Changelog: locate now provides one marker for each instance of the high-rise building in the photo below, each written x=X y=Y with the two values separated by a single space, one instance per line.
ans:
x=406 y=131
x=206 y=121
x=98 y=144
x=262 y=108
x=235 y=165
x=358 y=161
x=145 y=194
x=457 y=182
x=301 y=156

What to do: Having read the material, set all of it down again without a single difference.

Expected answer:
Changelog: locate now provides one marker for each instance of the high-rise building in the photo below, each written x=X y=Y with the two values separated by a single space, one instance per line.
ans:
x=406 y=131
x=206 y=121
x=98 y=144
x=262 y=108
x=235 y=165
x=358 y=161
x=145 y=194
x=457 y=182
x=301 y=156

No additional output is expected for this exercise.